Half die Bravo beim großen Wurf?

25.3.2017, 10:00 Uhr
Half die Bravo beim großen Wurf?

© Zink/HMI

Rückblick ins Jahr 2013, erste Runde von "Deutschland sucht den Superstar": Wincent Weiss, Schüler aus Schleswig-Holstein, begeistert die Vorjury. Er schafft es in die zweite Runde. Die findet auf der Karibikinsel Curaçao statt. Doch dieses Mal kommt er nicht gut an. DSDS-Juror Dieter Bohlen nennt ihn den "schlechtesten Kandidaten des Abends".

Weiss ist raus. Doch seiner Karriere scheint dies nicht zu schaden. Gut drei Jahre später, an Silvester 2016, ist Wincent Weiss einer von 14 Künstlern, die vor dem Brandenburger Tor auf der Bühne stehen. Gestern ist in München die Tour für sein erstes Album gestartet. Auf Facebook schreibt Weiss in diesen Tagen: "Unfassbar, was in den letzten Monaten alles passiert ist . . ."

_DATENTEIL_.
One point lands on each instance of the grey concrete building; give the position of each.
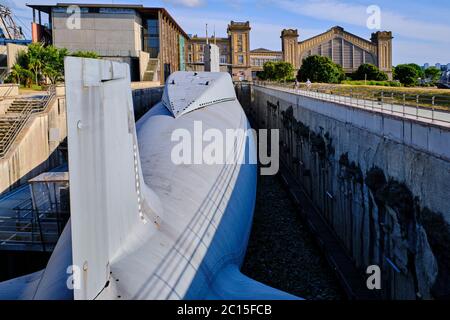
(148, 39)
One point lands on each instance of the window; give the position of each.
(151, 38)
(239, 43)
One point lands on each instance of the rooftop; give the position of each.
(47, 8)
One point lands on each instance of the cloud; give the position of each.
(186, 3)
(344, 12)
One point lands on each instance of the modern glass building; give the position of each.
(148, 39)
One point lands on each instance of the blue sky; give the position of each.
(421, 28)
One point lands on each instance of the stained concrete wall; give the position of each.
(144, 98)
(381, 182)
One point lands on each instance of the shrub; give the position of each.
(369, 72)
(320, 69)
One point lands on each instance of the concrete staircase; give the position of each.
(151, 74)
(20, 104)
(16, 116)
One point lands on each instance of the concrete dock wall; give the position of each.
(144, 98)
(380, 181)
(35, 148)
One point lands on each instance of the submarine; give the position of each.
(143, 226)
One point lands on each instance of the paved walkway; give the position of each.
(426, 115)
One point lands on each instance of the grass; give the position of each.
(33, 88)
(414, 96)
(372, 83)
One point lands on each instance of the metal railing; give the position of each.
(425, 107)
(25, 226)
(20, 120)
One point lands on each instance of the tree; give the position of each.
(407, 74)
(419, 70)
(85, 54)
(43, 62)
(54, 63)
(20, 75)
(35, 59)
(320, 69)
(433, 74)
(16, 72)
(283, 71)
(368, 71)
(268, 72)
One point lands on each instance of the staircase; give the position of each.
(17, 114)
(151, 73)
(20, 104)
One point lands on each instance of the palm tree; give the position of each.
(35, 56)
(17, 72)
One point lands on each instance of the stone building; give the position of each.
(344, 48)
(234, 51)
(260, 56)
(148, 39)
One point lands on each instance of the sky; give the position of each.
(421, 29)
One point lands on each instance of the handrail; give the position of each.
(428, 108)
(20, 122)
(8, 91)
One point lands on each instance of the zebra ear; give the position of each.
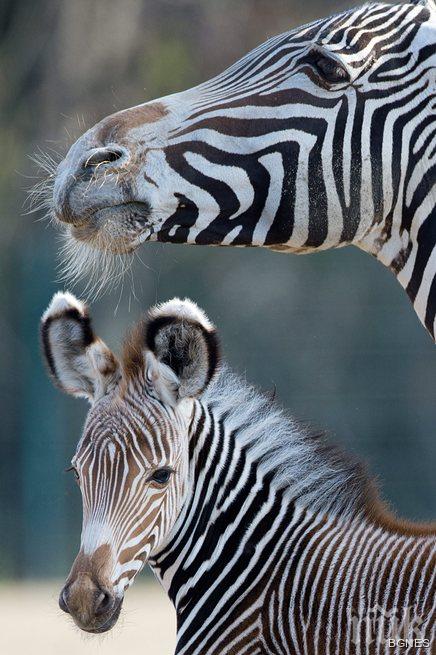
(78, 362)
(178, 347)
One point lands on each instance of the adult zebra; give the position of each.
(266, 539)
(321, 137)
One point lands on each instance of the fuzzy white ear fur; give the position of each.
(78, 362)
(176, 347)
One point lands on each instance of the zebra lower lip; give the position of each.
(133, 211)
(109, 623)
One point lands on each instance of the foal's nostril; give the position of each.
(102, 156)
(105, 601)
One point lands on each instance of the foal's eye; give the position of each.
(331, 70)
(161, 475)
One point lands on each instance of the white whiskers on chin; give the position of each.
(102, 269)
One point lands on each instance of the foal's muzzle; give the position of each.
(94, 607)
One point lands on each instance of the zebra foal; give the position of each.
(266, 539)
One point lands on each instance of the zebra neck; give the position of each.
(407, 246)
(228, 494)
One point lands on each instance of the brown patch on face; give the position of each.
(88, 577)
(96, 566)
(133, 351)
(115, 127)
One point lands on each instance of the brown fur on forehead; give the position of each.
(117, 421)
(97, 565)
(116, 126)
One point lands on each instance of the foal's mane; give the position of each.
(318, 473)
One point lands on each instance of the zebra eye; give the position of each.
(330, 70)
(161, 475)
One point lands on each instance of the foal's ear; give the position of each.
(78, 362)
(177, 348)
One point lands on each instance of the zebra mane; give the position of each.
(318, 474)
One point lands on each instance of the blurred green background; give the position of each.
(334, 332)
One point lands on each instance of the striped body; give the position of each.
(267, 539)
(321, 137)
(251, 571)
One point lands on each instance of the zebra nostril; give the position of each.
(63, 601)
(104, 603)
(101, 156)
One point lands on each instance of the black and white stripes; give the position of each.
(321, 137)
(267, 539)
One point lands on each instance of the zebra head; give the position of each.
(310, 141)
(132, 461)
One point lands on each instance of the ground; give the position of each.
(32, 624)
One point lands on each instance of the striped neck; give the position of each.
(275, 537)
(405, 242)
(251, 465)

_WAS ZU TUN IST_. Schreibe den Artikel über Wincent Weiss im Anschluss an seinen letzten Satz fort. Die Einträge stammen aus einer anderen Quelle als der Artikel.

_ERGEBNIS FOLGT_.
So unfassbar ist das gar nicht, denn hinter der Karriere des Künstlers steckt auch eine nützliche Beziehung. Sascha Wernicke, der Manager von Wincent Weiss, arbeitete gleichzeitig bis Ende 2016 als Redakteur beim Magazin Bravo. Die beiden hätten sich kennengelernt, nachdem Weiss bei DSDS ausgeschieden sei, sagt Wernicke auf Anfrage. Da er selber jahrelang als Songwriter gearbeitet habe, hätten er und Wincent Weiss angefangen, musikalisch zusammenzuarbeiten. Später, so Wernicke, habe er dann auch Management-Aufgaben für Weiss übernommen.

Es ist eine überaus nützliche Verbindung. Denn in den vergangenen Jahren pusht die Bravo-Redaktion Wincent Weiss auf ihren Online-Kanälen, beim Streamingdienst Spotify, auf Instagram und Twitter. Auf der Spotify-Playlist "Bravo Top Hits – die Lieblingslieder aus der Bravo-Redaktion" taucht Wincent Weiss mit gleich zwei Titeln auf. Der Künstler steht auf der Hälfte aller Playlists der Redaktion und hat insgesamt mehr Erwähnungen als Weltstars wie Justin Bieber oder Rihanna.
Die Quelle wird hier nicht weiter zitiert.